To do: Only the text of the entries below should appear in your exact transcription; leave out every picture.

Top of Extracted information

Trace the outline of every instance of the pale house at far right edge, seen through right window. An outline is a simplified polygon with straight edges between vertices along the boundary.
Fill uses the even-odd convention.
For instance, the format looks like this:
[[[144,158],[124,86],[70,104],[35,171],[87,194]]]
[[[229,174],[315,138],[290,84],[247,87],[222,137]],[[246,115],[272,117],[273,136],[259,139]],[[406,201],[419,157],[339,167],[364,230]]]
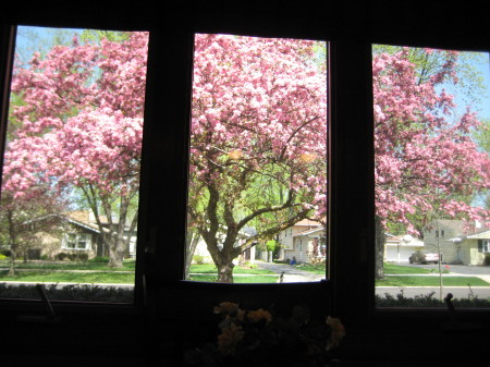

Bottom of Extracted information

Completed task:
Trace the outline of every instance of the pale house at far right edge, seen through right window. An outline is a simplified polygon with straight edges between vertices along the boundary.
Fill uses the even-odd convention.
For instance, the format looks like this:
[[[144,158],[124,86],[70,104],[35,171],[87,194]]]
[[[229,174],[315,138],[290,84],[247,87],[222,137]],[[246,115],[272,117],[273,136],[259,139]],[[406,201],[419,157],[339,167],[364,230]]]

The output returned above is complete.